Update the records from the line with "Would you please pick out the dallas" up to and including the line with "point(1061, 10)" by changing "Reported" to "Marked", leaving everything else unchanged. Return only those lines.
+++ Listed entries
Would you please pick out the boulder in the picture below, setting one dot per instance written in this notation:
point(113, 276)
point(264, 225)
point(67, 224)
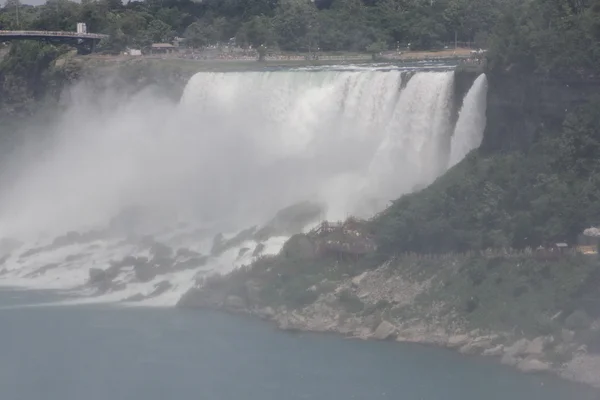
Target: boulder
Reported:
point(384, 331)
point(358, 279)
point(531, 364)
point(299, 247)
point(517, 349)
point(457, 341)
point(291, 220)
point(235, 302)
point(265, 313)
point(475, 346)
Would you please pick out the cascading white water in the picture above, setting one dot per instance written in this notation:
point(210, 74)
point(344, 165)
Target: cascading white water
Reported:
point(237, 148)
point(468, 132)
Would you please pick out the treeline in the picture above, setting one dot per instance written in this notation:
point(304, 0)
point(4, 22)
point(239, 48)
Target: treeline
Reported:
point(291, 25)
point(551, 37)
point(542, 195)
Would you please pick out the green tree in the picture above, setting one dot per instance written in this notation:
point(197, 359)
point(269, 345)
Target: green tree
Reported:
point(294, 22)
point(258, 30)
point(159, 32)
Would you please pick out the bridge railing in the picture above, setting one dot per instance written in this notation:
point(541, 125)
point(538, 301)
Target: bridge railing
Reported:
point(54, 34)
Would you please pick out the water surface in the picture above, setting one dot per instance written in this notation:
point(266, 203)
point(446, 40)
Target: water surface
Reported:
point(107, 353)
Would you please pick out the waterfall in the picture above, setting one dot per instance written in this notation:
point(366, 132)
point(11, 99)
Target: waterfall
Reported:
point(468, 133)
point(233, 151)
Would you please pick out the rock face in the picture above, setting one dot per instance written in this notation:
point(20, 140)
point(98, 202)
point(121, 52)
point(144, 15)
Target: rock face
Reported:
point(384, 331)
point(299, 247)
point(517, 106)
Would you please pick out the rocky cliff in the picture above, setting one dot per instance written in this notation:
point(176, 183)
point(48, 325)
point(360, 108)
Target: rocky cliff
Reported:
point(521, 107)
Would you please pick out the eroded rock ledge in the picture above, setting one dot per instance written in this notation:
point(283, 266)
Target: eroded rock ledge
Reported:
point(377, 305)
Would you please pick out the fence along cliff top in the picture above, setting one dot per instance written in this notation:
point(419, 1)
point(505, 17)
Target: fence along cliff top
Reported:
point(85, 42)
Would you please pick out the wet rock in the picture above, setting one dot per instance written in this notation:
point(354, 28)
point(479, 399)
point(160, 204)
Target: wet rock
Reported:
point(291, 220)
point(265, 313)
point(358, 279)
point(220, 244)
point(235, 302)
point(299, 247)
point(517, 349)
point(384, 331)
point(252, 292)
point(476, 346)
point(200, 298)
point(531, 364)
point(457, 341)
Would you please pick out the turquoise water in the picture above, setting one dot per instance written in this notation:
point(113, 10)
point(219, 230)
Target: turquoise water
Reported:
point(106, 353)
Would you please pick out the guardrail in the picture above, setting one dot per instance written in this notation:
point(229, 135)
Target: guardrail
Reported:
point(54, 34)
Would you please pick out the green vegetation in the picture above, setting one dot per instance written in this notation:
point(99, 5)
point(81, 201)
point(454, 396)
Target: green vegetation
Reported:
point(289, 25)
point(545, 194)
point(552, 37)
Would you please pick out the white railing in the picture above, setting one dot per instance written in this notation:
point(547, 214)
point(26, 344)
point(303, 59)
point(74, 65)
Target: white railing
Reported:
point(54, 34)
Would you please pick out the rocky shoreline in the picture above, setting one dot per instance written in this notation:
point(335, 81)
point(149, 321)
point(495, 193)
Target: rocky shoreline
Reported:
point(558, 354)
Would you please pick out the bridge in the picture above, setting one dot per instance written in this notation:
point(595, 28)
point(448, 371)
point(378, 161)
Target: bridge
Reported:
point(85, 42)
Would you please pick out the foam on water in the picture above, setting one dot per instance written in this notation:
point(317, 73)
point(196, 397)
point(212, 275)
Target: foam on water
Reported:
point(236, 149)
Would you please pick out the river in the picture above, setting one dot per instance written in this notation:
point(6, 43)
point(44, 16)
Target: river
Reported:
point(107, 352)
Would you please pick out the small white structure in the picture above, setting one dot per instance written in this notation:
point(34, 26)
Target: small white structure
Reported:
point(81, 27)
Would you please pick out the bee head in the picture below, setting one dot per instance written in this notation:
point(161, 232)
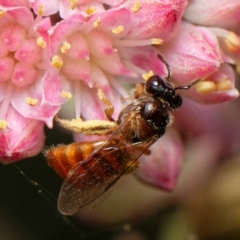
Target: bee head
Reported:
point(162, 89)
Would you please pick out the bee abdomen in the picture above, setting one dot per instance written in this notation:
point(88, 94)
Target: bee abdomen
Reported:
point(64, 157)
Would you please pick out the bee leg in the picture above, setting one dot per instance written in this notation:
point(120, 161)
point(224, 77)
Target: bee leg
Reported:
point(90, 127)
point(131, 167)
point(110, 109)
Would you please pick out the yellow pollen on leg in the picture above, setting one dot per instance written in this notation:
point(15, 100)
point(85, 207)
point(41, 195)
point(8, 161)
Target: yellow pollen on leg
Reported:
point(118, 30)
point(73, 4)
point(31, 101)
point(224, 85)
point(136, 7)
point(57, 62)
point(232, 42)
point(2, 12)
point(41, 43)
point(156, 41)
point(97, 22)
point(90, 10)
point(205, 87)
point(66, 95)
point(65, 47)
point(146, 76)
point(40, 10)
point(3, 124)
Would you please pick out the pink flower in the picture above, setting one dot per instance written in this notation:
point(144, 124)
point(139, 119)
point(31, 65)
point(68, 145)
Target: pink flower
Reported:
point(223, 14)
point(25, 86)
point(162, 167)
point(159, 19)
point(195, 53)
point(66, 8)
point(87, 54)
point(22, 138)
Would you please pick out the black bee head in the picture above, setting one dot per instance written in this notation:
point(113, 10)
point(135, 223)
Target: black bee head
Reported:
point(162, 89)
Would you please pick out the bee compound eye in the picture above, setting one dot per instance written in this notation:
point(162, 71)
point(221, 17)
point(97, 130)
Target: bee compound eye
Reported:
point(154, 85)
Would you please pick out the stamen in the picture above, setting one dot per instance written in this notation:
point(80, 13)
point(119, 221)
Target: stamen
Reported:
point(146, 76)
point(40, 10)
point(136, 7)
point(156, 41)
point(205, 87)
point(41, 43)
point(2, 12)
point(3, 124)
point(57, 62)
point(232, 42)
point(31, 101)
point(73, 4)
point(224, 85)
point(118, 30)
point(66, 46)
point(90, 10)
point(97, 22)
point(66, 95)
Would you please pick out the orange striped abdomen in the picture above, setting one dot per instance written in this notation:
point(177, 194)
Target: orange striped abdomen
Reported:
point(64, 157)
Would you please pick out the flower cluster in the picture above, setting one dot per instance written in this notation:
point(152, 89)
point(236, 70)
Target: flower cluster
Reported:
point(51, 51)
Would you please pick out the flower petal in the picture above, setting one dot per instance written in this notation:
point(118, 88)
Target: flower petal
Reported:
point(212, 13)
point(159, 19)
point(161, 168)
point(23, 138)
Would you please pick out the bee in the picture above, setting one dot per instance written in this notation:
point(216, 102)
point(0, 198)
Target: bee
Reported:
point(91, 168)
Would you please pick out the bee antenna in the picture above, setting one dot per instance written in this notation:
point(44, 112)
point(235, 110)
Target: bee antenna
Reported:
point(188, 86)
point(166, 64)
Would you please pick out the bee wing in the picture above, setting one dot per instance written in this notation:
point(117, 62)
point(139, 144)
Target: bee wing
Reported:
point(80, 190)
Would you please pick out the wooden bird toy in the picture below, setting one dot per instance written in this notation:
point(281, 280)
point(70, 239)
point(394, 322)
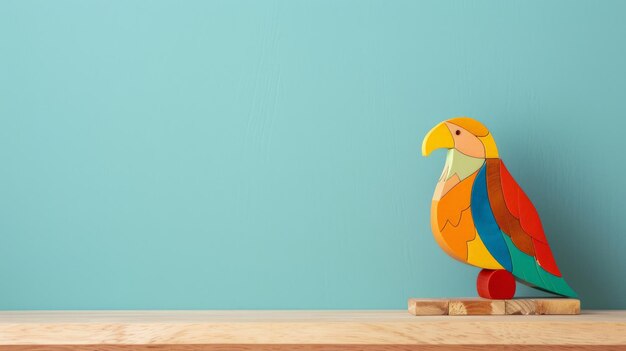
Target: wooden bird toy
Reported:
point(482, 217)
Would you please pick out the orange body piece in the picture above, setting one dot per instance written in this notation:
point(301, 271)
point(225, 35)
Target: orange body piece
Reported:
point(451, 220)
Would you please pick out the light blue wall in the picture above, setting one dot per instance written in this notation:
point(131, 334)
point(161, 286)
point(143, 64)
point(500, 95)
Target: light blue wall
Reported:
point(265, 155)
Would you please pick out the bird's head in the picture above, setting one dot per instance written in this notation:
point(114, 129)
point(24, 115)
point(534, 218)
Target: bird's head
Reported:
point(466, 135)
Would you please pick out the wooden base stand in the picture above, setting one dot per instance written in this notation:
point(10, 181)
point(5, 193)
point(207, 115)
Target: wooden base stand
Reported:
point(478, 306)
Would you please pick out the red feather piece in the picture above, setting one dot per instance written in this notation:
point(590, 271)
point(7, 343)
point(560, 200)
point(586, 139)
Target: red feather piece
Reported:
point(520, 206)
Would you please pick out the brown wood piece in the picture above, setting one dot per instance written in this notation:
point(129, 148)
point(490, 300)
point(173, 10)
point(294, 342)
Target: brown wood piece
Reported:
point(472, 307)
point(428, 307)
point(547, 306)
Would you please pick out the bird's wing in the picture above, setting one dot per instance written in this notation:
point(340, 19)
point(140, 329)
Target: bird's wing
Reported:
point(505, 214)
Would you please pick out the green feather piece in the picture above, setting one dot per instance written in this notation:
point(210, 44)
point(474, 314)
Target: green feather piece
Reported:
point(526, 269)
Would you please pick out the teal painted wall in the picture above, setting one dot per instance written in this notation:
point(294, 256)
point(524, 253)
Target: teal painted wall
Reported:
point(266, 155)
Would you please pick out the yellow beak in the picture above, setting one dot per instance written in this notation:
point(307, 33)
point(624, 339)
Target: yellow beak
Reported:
point(438, 137)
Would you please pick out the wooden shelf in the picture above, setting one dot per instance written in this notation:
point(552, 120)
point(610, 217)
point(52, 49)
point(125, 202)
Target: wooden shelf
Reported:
point(305, 330)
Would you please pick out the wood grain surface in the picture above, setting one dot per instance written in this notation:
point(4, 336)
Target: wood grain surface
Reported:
point(303, 330)
point(479, 306)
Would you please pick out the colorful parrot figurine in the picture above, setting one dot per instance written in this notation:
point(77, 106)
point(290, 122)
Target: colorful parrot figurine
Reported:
point(481, 216)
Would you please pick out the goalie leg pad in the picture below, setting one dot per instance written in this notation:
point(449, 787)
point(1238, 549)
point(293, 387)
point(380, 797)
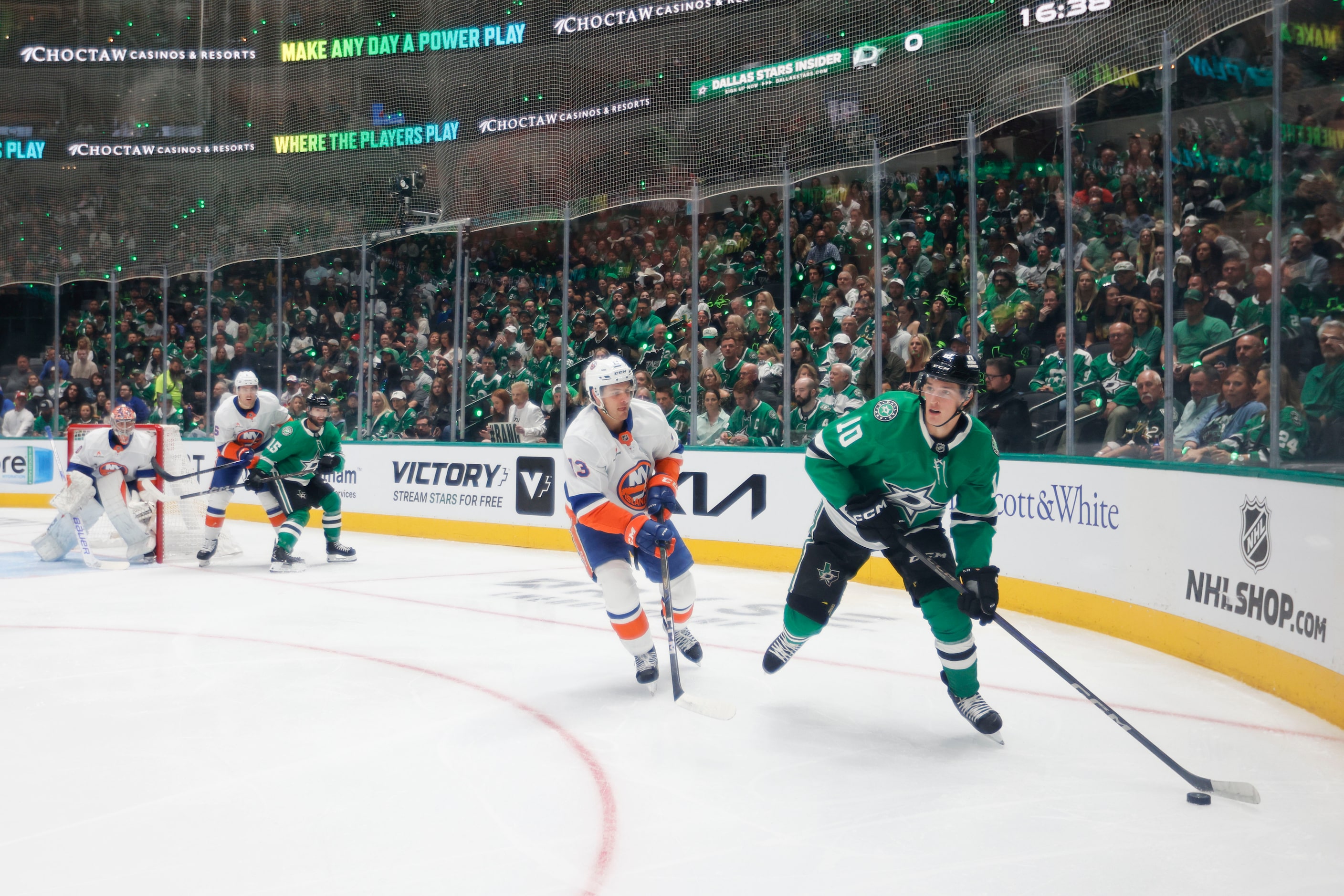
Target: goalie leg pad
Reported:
point(623, 606)
point(58, 541)
point(830, 559)
point(137, 536)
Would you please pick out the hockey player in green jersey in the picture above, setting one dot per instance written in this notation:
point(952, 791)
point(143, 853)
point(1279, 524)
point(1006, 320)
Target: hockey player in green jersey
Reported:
point(890, 469)
point(299, 455)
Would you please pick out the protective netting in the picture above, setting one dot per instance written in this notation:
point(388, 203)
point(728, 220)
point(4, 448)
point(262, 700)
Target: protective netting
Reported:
point(146, 136)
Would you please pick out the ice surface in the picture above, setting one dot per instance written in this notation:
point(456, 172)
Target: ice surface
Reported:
point(460, 719)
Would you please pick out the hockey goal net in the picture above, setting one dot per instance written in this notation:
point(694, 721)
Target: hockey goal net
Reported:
point(179, 526)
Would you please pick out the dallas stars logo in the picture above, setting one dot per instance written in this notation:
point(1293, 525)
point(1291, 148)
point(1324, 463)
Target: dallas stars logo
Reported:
point(913, 501)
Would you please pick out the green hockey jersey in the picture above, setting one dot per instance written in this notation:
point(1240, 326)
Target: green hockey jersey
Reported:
point(1051, 373)
point(886, 447)
point(1116, 382)
point(295, 449)
point(806, 426)
point(761, 426)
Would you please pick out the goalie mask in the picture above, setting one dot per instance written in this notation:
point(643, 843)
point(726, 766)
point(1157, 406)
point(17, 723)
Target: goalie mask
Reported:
point(123, 424)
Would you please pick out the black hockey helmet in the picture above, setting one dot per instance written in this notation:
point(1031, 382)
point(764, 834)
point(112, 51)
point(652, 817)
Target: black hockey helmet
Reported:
point(952, 366)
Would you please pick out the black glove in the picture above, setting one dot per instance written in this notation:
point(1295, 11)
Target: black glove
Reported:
point(982, 597)
point(874, 518)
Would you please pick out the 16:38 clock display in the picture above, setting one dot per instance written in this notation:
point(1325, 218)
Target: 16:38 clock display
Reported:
point(1061, 10)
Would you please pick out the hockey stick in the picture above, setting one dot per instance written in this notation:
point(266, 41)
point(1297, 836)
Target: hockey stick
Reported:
point(218, 488)
point(86, 552)
point(168, 477)
point(704, 706)
point(1238, 790)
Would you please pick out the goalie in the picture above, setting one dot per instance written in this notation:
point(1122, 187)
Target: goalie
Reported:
point(108, 464)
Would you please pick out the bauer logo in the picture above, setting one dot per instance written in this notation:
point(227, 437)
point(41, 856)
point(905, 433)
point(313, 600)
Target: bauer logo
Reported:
point(27, 467)
point(536, 485)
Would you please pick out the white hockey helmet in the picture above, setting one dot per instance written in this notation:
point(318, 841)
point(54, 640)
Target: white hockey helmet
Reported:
point(123, 422)
point(605, 371)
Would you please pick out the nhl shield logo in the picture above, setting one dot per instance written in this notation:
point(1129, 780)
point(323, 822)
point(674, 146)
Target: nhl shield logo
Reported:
point(1256, 534)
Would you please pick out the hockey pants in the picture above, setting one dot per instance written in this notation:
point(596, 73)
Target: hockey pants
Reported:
point(292, 501)
point(608, 559)
point(830, 561)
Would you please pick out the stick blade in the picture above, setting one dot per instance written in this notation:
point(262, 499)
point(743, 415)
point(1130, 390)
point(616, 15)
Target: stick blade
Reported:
point(707, 707)
point(1238, 790)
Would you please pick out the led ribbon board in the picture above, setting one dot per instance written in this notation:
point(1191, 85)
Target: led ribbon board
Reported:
point(402, 42)
point(770, 76)
point(379, 139)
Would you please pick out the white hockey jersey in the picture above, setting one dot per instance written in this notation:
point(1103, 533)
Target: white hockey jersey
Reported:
point(608, 475)
point(237, 429)
point(100, 456)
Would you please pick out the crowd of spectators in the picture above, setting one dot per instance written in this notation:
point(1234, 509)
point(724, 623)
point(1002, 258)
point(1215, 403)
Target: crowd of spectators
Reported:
point(632, 295)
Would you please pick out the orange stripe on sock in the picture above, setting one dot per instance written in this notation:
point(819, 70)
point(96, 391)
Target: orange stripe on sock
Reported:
point(636, 628)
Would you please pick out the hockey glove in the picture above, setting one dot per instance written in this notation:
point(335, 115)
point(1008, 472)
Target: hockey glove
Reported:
point(662, 503)
point(650, 535)
point(874, 518)
point(982, 597)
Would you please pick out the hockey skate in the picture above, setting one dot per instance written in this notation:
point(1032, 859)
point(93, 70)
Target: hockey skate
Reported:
point(689, 646)
point(780, 652)
point(647, 669)
point(283, 561)
point(977, 712)
point(338, 552)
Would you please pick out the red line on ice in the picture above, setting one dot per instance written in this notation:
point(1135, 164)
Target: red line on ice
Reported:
point(829, 663)
point(597, 875)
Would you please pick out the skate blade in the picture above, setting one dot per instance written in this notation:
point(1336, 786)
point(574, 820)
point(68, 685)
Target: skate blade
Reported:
point(707, 707)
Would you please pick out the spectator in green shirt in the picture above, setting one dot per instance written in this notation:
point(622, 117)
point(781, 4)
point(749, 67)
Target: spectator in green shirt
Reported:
point(753, 422)
point(1323, 393)
point(1195, 333)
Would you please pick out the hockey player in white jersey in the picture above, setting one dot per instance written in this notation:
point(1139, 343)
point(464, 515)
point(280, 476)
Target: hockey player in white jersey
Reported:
point(620, 488)
point(244, 422)
point(108, 464)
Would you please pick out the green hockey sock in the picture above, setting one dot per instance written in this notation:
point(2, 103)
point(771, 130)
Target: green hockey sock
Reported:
point(291, 530)
point(798, 626)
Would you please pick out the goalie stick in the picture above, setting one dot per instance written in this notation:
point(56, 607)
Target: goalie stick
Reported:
point(218, 488)
point(704, 706)
point(168, 477)
point(86, 552)
point(1238, 790)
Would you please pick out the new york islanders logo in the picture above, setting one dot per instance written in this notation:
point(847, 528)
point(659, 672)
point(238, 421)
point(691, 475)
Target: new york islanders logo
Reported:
point(633, 485)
++++++
## [Reply]
Would you please pick out the dallas stars logo in the picture above, setting one dot per instance written in this notation:
point(1293, 525)
point(1291, 148)
point(1324, 463)
Target: dallas stars logo
Marked:
point(913, 501)
Would you please pick out the green hockey jersey in the picture above, setting one dot per instance written in this notation:
point(1240, 326)
Target: green hockey jersey
Marked:
point(1051, 373)
point(886, 447)
point(1116, 382)
point(295, 449)
point(806, 426)
point(761, 426)
Would you please pick out the goalie mask in the picture above, setting one dot per instance written in this notation:
point(643, 843)
point(726, 766)
point(1157, 406)
point(17, 723)
Target: goalie mask
Marked:
point(123, 424)
Would you please pick out the black hockey helmet in the picture above, setting one dot per instance written in this notation:
point(1031, 382)
point(764, 834)
point(112, 51)
point(652, 817)
Target: black hockey helmet
Marked:
point(952, 366)
Would you please pick out the black glove in the picture above, setting one dot per instance written in this notation:
point(1295, 11)
Target: black glove
Marked:
point(982, 597)
point(874, 518)
Would you please pick out the 16:38 clock display in the picture above, setting one dot per instance written in this notation:
point(1325, 218)
Target: 16:38 clock display
Marked:
point(1061, 10)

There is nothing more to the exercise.